→ **Assignment 1**
Copy the passage from the diabetes article, starting at "Type 2 Diabetes Risk" and ending at "they have performed.".
→ **Assignment 2**
Answer these from the diabetes article:
(a) By what percentage do sugary drinks increase the risk of getting diabetes?
(b) How many minutes of vigorous activity a week count as a healthy amount?
(c) Who is quoted describing moderate and vigorous aerobic exercise?

Type 2 Diabetes Risk Lower With Exercise And Healthy Diet

One condition people hear a lot about right now is diabetes, especially type 2 diabetes. It is mostly connected to those who are overweight and can often be controlled through diet and exercise. Studies now show that a healthy diet and exercise can even help to reduce the risk of even getting it in later life.

According to the Raw Food World, researchers still do not understand why some people suffer from type 2 diabetes and others do not. There are many factors involved, including family history, age, and weight. However, there are many others, some of which have possibly not even been found yet. That does not stop researchers offering tips based on the studies they have performed.

One major change to a diet would be to cut out sugary drinks. They increase the risk of getting diabetes by 25 percent. This includes Kool-Aid and sodas. Eating red meat instead of poultry can also increase the risk by 20 percent, and that is just a three-ounce serving.

Doing exercise has also shown that the risk of developing type 2 diabetes can be lowered. When both diet and exercise are used together, people are 90 percent less likely to develop it. Another study showed that women were 90 percent more likely to develop it because of an unhealthy diet, poor exercise regimen, being overweight, or due to drinking alcohol.

Just exercising 30 minutes a day, five days a week is considered healthy. The Mayo Clinic breaks down the recommended amount based on intensity. Just 75 minutes of vigorous activity a week is a healthy amount, which is half the recommended when doing moderate activity. The experts on the site also recommend doing strength exercises twice a week but have no time guidelines.

“Moderate aerobic exercise includes such activities as brisk walking, swimming and mowing the lawn. Vigorous aerobic exercise includes such activities as running and aerobic dancing,” explains Dr. Edward R. Laskowski of the Mayo Clinic.

Type 2 diabetes occurs when a person’s blood sugar levels are too high. The body becomes resistant to the insulin or cannot produce enough. Some patients will be diagnosed with “pre-diabetes,” which is when the levels are higher than normal but not so high that they are classed as diabetic. The sooner a patient is treated with the condition, the easier it is to manage. Type 2 diabetes is more common than type 1, which is when the body produces no insulin at all.

The good news is that it can be prevented, and it can be managed. A healthy diet and exercise are highly recommended to prevent and treat type 2 diabetes.

→ **Extracted entries**

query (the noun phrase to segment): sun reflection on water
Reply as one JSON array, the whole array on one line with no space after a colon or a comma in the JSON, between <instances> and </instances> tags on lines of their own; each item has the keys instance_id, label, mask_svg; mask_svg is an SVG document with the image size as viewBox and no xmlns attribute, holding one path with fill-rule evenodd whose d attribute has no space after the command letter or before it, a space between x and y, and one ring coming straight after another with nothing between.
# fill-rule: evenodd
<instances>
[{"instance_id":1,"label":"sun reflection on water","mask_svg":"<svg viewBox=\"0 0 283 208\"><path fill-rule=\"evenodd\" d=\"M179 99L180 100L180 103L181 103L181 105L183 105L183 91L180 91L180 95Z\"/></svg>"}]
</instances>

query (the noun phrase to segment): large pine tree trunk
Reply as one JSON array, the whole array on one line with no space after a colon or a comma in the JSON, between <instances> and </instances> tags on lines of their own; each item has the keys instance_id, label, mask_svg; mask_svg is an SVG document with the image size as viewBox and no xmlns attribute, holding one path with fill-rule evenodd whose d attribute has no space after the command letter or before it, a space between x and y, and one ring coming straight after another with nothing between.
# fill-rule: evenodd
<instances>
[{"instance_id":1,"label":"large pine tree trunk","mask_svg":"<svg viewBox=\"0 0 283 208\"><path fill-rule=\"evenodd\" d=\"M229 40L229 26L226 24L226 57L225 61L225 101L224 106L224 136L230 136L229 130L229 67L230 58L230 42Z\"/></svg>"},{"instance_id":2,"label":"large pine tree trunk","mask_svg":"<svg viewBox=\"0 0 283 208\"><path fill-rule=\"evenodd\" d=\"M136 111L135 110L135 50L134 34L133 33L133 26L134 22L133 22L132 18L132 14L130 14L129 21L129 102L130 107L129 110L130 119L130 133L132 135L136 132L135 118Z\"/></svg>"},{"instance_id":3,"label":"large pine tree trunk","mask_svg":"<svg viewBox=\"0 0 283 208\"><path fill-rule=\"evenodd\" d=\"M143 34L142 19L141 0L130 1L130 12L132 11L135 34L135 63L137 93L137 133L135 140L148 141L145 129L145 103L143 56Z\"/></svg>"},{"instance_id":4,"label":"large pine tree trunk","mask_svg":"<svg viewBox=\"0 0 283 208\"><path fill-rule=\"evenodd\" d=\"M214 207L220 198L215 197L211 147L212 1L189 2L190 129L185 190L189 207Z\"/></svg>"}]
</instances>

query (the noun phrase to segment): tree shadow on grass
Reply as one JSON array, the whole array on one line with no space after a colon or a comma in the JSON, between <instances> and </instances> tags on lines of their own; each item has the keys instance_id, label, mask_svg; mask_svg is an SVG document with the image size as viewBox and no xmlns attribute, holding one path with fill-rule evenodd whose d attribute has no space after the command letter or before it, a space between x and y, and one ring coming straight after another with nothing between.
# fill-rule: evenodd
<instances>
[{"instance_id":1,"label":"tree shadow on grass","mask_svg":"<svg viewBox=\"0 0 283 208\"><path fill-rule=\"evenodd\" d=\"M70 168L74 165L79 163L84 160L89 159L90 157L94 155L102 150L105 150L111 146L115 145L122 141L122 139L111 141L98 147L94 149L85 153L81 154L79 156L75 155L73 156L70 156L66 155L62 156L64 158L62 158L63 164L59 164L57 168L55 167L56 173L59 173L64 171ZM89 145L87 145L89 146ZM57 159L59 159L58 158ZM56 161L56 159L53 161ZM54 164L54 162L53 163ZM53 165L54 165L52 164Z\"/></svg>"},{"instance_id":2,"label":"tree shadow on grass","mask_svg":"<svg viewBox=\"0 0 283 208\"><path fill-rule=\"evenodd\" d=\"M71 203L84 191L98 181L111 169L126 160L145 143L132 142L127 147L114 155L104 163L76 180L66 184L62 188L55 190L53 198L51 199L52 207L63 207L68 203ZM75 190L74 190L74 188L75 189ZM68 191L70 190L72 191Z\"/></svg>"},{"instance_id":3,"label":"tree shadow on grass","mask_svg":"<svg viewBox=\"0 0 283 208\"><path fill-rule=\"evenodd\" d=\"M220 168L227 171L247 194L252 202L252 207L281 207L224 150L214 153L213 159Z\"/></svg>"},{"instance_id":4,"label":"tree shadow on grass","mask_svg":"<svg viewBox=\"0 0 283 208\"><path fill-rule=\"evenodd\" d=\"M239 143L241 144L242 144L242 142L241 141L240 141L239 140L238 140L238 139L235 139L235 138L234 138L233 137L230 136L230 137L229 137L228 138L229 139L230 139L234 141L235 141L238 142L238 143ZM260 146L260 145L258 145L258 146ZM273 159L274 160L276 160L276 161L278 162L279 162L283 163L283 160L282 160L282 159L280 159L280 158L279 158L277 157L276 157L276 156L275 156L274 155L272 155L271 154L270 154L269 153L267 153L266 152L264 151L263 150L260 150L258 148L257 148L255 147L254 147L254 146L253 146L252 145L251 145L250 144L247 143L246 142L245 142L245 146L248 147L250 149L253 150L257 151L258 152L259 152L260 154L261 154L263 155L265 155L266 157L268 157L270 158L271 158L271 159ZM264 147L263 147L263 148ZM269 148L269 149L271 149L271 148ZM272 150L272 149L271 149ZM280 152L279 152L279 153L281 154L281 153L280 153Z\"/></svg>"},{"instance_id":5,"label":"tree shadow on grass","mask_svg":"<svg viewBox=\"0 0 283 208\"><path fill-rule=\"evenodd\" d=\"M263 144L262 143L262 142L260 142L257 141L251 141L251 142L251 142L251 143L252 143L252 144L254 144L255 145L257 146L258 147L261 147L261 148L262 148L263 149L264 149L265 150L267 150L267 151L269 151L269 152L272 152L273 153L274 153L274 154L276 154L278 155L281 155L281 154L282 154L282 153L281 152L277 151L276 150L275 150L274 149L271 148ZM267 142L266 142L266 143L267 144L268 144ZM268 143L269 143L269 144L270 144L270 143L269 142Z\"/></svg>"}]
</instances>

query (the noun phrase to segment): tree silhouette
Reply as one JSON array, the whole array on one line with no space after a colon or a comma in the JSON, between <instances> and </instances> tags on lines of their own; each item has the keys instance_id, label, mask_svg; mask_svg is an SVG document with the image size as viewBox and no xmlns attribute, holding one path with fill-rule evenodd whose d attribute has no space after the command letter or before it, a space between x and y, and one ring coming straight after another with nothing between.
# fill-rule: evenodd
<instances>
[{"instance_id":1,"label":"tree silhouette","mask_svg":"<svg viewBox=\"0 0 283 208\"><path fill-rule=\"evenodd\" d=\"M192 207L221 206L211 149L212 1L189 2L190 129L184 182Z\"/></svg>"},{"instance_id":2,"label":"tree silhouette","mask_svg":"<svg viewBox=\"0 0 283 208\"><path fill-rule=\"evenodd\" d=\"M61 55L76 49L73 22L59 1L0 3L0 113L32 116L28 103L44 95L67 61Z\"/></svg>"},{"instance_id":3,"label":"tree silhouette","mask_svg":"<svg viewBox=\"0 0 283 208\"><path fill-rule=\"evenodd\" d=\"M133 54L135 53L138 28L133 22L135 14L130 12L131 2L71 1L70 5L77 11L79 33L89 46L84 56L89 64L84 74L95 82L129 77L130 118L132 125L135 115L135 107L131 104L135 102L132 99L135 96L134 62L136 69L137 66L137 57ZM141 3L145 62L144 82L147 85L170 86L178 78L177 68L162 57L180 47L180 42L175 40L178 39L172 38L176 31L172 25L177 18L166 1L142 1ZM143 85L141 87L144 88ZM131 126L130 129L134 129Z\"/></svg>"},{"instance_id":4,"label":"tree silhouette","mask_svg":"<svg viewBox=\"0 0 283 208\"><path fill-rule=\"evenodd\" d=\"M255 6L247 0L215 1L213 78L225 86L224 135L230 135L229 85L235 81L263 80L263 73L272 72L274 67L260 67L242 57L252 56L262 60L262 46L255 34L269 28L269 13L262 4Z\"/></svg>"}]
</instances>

→ **Answer space 1**
Type 2 Diabetes Risk Lower With Exercise And Healthy Diet

One condition people hear a lot about right now is diabetes, especially type 2 diabetes. It is mostly connected to those who are overweight and can often be controlled through diet and exercise. Studies now show that a healthy diet and exercise can even help to reduce the risk of even getting it in later life.

According to the Raw Food World, researchers still do not understand why some people suffer from type 2 diabetes and others do not. There are many factors involved, including family history, age, and weight. However, there are many others, some of which have possibly not even been found yet. That does not stop researchers offering tips based on the studies they have performed.

→ **Answer space 2**
(a) 25 percent
(b) 75 minutes
(c) Dr. Edward R. Laskowski of the Mayo Clinic